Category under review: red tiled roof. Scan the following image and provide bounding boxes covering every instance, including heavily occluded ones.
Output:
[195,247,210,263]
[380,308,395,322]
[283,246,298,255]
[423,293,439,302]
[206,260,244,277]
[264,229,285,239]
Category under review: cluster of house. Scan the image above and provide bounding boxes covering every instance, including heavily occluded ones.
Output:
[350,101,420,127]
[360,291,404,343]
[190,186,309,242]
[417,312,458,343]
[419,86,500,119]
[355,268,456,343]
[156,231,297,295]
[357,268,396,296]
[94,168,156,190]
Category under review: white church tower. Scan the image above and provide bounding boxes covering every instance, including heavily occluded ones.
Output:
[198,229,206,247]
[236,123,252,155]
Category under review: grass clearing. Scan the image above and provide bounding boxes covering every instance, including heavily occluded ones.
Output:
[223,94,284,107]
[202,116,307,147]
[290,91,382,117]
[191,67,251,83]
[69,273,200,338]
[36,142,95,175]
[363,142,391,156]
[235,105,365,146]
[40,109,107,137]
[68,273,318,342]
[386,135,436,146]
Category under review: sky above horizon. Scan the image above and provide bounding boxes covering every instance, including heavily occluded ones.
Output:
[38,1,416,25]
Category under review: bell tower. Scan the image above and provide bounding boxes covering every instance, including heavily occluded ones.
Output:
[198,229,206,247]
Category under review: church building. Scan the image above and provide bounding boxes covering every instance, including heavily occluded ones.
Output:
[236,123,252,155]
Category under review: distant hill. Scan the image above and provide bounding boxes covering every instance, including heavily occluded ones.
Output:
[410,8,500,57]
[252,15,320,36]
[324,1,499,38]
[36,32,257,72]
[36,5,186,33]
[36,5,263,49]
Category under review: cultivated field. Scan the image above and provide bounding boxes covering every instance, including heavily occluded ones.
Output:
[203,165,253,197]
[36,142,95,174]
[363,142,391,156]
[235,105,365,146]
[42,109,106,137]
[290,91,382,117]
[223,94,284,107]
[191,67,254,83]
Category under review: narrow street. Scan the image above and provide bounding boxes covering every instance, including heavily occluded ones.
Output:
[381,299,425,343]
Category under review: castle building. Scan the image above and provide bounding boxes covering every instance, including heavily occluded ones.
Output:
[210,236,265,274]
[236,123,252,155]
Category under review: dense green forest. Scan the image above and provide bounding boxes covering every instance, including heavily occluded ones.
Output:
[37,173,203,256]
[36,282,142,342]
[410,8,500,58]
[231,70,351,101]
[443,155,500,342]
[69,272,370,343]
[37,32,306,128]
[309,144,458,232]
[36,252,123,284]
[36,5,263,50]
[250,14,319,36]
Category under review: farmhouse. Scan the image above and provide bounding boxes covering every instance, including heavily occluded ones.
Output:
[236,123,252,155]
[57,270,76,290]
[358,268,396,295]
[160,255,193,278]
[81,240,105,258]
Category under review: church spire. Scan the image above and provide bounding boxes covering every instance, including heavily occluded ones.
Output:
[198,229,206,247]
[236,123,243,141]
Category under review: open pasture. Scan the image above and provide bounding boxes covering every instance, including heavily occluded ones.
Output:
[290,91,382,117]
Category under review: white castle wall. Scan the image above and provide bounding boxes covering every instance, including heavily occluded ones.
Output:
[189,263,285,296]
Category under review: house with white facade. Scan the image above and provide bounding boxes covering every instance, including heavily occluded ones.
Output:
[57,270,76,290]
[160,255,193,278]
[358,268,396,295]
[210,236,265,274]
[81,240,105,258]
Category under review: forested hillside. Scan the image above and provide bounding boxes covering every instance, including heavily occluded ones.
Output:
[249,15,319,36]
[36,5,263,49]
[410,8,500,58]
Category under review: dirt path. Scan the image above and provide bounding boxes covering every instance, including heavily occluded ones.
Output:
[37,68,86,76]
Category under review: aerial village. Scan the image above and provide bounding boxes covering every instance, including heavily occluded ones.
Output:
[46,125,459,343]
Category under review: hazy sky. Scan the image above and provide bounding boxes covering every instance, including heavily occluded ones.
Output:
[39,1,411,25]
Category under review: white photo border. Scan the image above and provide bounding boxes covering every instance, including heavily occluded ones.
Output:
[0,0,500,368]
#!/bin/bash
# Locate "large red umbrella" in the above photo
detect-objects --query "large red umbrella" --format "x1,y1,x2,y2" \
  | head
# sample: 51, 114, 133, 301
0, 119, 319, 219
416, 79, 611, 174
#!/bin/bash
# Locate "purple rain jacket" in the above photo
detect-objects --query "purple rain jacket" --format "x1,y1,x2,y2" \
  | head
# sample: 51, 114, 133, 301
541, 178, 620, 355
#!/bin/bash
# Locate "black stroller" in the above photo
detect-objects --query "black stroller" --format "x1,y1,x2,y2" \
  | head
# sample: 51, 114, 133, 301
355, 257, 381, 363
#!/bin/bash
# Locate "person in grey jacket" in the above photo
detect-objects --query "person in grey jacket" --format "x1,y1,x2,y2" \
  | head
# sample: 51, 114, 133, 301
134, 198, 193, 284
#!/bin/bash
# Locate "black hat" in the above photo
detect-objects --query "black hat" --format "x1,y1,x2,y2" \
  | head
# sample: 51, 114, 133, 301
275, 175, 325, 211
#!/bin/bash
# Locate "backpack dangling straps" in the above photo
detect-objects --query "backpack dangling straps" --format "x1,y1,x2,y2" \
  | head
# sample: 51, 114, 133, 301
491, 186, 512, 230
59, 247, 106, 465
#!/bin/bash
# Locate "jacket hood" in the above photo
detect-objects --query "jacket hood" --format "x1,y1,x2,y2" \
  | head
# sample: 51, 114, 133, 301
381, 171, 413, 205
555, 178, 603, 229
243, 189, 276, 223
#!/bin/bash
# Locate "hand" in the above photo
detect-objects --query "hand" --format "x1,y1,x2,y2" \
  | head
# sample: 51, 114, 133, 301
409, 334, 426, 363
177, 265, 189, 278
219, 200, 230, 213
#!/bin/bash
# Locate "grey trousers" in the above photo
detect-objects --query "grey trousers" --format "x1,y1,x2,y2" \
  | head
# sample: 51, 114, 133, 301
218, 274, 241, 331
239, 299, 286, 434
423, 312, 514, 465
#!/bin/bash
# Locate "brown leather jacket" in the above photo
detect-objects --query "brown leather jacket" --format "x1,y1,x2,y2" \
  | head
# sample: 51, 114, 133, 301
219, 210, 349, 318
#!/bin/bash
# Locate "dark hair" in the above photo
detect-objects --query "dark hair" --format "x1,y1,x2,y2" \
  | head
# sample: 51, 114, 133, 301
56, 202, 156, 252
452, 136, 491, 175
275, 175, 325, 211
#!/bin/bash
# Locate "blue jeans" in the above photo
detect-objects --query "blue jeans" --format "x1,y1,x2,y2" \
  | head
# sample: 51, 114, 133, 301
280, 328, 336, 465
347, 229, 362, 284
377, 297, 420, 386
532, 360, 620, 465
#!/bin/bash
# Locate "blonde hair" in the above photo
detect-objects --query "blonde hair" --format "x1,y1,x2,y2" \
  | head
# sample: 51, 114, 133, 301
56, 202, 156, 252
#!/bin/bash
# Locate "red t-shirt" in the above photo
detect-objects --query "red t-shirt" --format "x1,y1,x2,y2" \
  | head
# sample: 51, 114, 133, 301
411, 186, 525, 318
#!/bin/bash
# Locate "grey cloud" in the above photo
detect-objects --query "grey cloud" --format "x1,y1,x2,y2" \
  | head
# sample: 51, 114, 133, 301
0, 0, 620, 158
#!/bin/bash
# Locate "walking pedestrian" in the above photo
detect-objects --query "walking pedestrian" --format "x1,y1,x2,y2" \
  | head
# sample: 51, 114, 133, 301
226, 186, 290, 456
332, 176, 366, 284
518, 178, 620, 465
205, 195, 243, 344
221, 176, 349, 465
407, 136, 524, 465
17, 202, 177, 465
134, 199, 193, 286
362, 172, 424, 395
*-*-*
__To be done__. Render all of the records above as a JSON array of strings, with one string per line and any blank lines omitted.

__Exercise answer__.
[
  "Category under review: red tiled roof. Scan the following image and provide bounding boxes covering every instance, including heavily occluded ones.",
  "Output:",
  "[195,247,210,263]",
  "[380,308,395,322]",
  "[283,246,298,255]",
  "[423,293,439,302]",
  "[206,260,244,277]",
  "[264,229,285,239]",
  "Category under review: cluster of house. Scan the image above and provide bounding boxes covering every instance, including heavily occluded ones.",
  "Output:",
  "[350,101,420,127]",
  "[360,291,404,343]",
  "[190,186,309,242]",
  "[417,312,458,343]",
  "[419,86,500,119]",
  "[355,268,456,343]",
  "[156,231,297,295]",
  "[357,268,396,296]",
  "[94,168,156,190]",
  "Category under review: white church tower. Scan the image above and provide bounding boxes covering every instance, including heavily occluded ones.",
  "Output:",
  "[198,229,206,247]",
  "[236,123,252,155]",
  "Category under review: grass clearing. Scan the image above and provide bounding boxes covering every instance, including heavily occluded ones.",
  "Output:",
  "[223,94,284,107]",
  "[202,116,307,147]",
  "[290,91,382,117]",
  "[191,67,251,83]",
  "[69,273,200,338]",
  "[36,142,95,175]",
  "[363,142,391,156]",
  "[235,105,365,146]",
  "[40,109,107,137]",
  "[68,273,318,342]",
  "[386,135,436,146]",
  "Category under review: sky above horizon. Scan the image above and provide bounding boxes covering every instance, including heavily occluded ones.",
  "Output:",
  "[38,1,416,25]",
  "Category under review: bell tower. Scan the image above and provide bounding boxes covering every instance, including heavily occluded ones.",
  "Output:",
  "[198,229,206,247]",
  "Category under review: church building. Scan the image above and provide bounding boxes covering every instance, including heavily occluded ones.",
  "Output:",
  "[236,123,252,155]",
  "Category under review: distant hill. Scan the image above and provide bounding boxes covering every instance, including heavily occluded ones.",
  "Output:",
  "[410,8,500,57]",
  "[252,15,320,36]",
  "[324,1,499,38]",
  "[36,32,257,72]",
  "[36,5,186,33]",
  "[36,5,263,49]",
  "Category under review: cultivated field. Scan the image above and provide bounding boxes covering every instance, including heavily occluded ones.",
  "Output:",
  "[203,165,253,197]",
  "[36,142,95,174]",
  "[363,142,391,156]",
  "[235,105,365,146]",
  "[42,109,106,137]",
  "[290,91,382,117]",
  "[223,94,284,107]",
  "[191,67,254,83]",
  "Category under review: narrow street. Scan the image above and provide bounding boxes covering every instance, including heavily occluded ones.",
  "Output:",
  "[381,299,425,343]",
  "Category under review: castle building. Scan the image above and provide bounding boxes covering every instance, including heavily occluded ones.",
  "Output:",
  "[210,236,265,274]",
  "[236,123,252,155]",
  "Category under review: dense green forest. Scan the image above and provide bounding boxes covering every instance, including heavily occluded ones.",
  "Output:",
  "[37,173,203,256]",
  "[36,282,142,342]",
  "[410,8,500,58]",
  "[231,70,351,101]",
  "[443,155,500,342]",
  "[69,272,370,343]",
  "[37,32,306,128]",
  "[309,144,458,232]",
  "[36,252,123,284]",
  "[36,5,263,50]",
  "[250,14,319,36]",
  "Category under review: farmhouse. Scan the image above and provide bounding boxes covering every instance, including heavily occluded ones.",
  "Output:",
  "[236,123,252,155]",
  "[57,270,76,290]",
  "[358,268,396,295]",
  "[160,255,193,278]",
  "[81,240,105,258]",
  "Category under review: church spire. Scan the image above and provide bounding boxes covering every instance, including heavily occluded ones.",
  "Output:",
  "[198,229,206,247]",
  "[236,123,243,141]",
  "Category under review: open pasture. Scan the image above and provide bounding boxes covering every instance, including heavily occluded ones.",
  "Output:",
  "[290,91,382,117]",
  "Category under review: white castle wall. Scan the image above and provide bounding boxes covering every instance, including heavily occluded ones.",
  "Output:",
  "[189,263,285,296]",
  "Category under review: house with white facade. Scan the image above and provide bounding boxes covering every instance, including heavily occluded ones.",
  "Output:",
  "[57,270,76,290]",
  "[160,255,193,278]",
  "[358,268,396,295]",
  "[210,236,265,274]",
  "[81,240,105,258]",
  "Category under review: forested hillside. Scan the image above and provide bounding boxes covering every instance, including heavily occluded ones.",
  "Output:",
  "[249,15,319,36]",
  "[36,5,263,49]",
  "[410,8,500,58]",
  "Category under review: dirt path. Scan the image above and provide bounding boxes covering every instance, including heavily occluded ones.",
  "Output:",
  "[37,68,86,76]",
  "Category under review: aerial village. Scan the image above and provide bounding boxes covering every instance, including heavily occluded ones.",
  "Output:",
  "[46,125,459,343]",
  "Category under review: hazy sky. Scan the image above and provide bounding boxes covering every instance, including heavily occluded ones.",
  "Output:",
  "[39,1,411,25]",
  "Category under review: white photo border. Scan the image above and provide bounding boxes covering every instance, including heavily occluded ones.",
  "Output:",
  "[0,0,500,368]",
  "#!/bin/bash",
  "# Locate \"large red umbrella\" in the above photo",
  "detect-objects --query \"large red umbrella\" --format \"x1,y1,x2,y2\" \\",
  "  | head",
  "# sample: 51, 114, 133, 301",
  "0, 119, 319, 219",
  "416, 79, 611, 174",
  "#!/bin/bash",
  "# Locate \"purple rain jacket\" in the above photo",
  "detect-objects --query \"purple rain jacket\" --format \"x1,y1,x2,y2\" \\",
  "  | head",
  "# sample: 51, 114, 133, 301",
  "541, 178, 620, 355",
  "#!/bin/bash",
  "# Locate \"black stroller\" in the above photo",
  "detect-objects --query \"black stroller\" --format \"x1,y1,x2,y2\" \\",
  "  | head",
  "# sample: 51, 114, 133, 301",
  "355, 257, 381, 363",
  "#!/bin/bash",
  "# Locate \"person in grey jacket\" in the above photo",
  "detect-objects --query \"person in grey jacket\" --format \"x1,y1,x2,y2\" \\",
  "  | head",
  "# sample: 51, 114, 133, 301",
  "134, 198, 193, 284",
  "#!/bin/bash",
  "# Locate \"black hat\" in the above photo",
  "detect-objects --query \"black hat\" --format \"x1,y1,x2,y2\" \\",
  "  | head",
  "# sample: 51, 114, 133, 301",
  "275, 175, 325, 211",
  "#!/bin/bash",
  "# Locate \"backpack dangling straps\" in the above photo",
  "detect-objects --query \"backpack dangling straps\" --format \"x1,y1,x2,y2\" \\",
  "  | head",
  "# sample: 51, 114, 133, 301",
  "491, 186, 512, 230",
  "59, 247, 106, 465",
  "#!/bin/bash",
  "# Locate \"jacket hood\" in the above photo",
  "detect-objects --query \"jacket hood\" --format \"x1,y1,x2,y2\" \\",
  "  | head",
  "# sample: 51, 114, 133, 301",
  "381, 171, 413, 205",
  "555, 178, 603, 229",
  "243, 189, 276, 223",
  "#!/bin/bash",
  "# Locate \"hand\" in the above photo",
  "detect-objects --query \"hand\" --format \"x1,y1,x2,y2\" \\",
  "  | head",
  "# sample: 51, 114, 133, 301",
  "409, 334, 426, 363",
  "177, 265, 189, 278",
  "219, 200, 230, 213",
  "#!/bin/bash",
  "# Locate \"grey trousers\" in the above photo",
  "detect-objects --query \"grey trousers\" --format \"x1,y1,x2,y2\" \\",
  "  | head",
  "# sample: 51, 114, 133, 301",
  "218, 274, 241, 331",
  "239, 299, 286, 434",
  "423, 312, 514, 465",
  "#!/bin/bash",
  "# Locate \"brown leather jacket\" in the above photo",
  "detect-objects --query \"brown leather jacket\" --format \"x1,y1,x2,y2\" \\",
  "  | head",
  "# sample: 51, 114, 133, 301",
  "219, 210, 349, 318",
  "#!/bin/bash",
  "# Locate \"dark hair\" in the above photo",
  "detect-objects --query \"dark hair\" --format \"x1,y1,x2,y2\" \\",
  "  | head",
  "# sample: 51, 114, 133, 301",
  "56, 202, 156, 252",
  "452, 136, 491, 175",
  "275, 175, 325, 211",
  "#!/bin/bash",
  "# Locate \"blue jeans\" in the above photo",
  "detect-objects --query \"blue jeans\" --format \"x1,y1,x2,y2\" \\",
  "  | head",
  "# sample: 51, 114, 133, 301",
  "280, 328, 336, 465",
  "347, 229, 362, 284",
  "377, 297, 420, 386",
  "532, 360, 620, 465",
  "#!/bin/bash",
  "# Locate \"blonde hair\" in the above photo",
  "detect-objects --query \"blonde hair\" --format \"x1,y1,x2,y2\" \\",
  "  | head",
  "# sample: 51, 114, 133, 301",
  "56, 202, 156, 252",
  "#!/bin/bash",
  "# Locate \"red t-shirt\" in the above photo",
  "detect-objects --query \"red t-shirt\" --format \"x1,y1,x2,y2\" \\",
  "  | head",
  "# sample: 51, 114, 133, 301",
  "411, 186, 525, 318",
  "#!/bin/bash",
  "# Locate \"grey cloud\" in the above photo",
  "detect-objects --query \"grey cloud\" --format \"x1,y1,x2,y2\" \\",
  "  | head",
  "# sample: 51, 114, 133, 301",
  "0, 0, 620, 158",
  "#!/bin/bash",
  "# Locate \"walking pedestrian\" in the above photo",
  "detect-objects --query \"walking pedestrian\" --format \"x1,y1,x2,y2\" \\",
  "  | head",
  "# sample: 51, 114, 133, 301",
  "226, 186, 290, 456",
  "332, 176, 366, 284",
  "518, 178, 620, 465",
  "205, 195, 243, 344",
  "221, 176, 349, 465",
  "407, 136, 524, 465",
  "17, 202, 177, 465",
  "134, 199, 193, 286",
  "362, 172, 424, 395"
]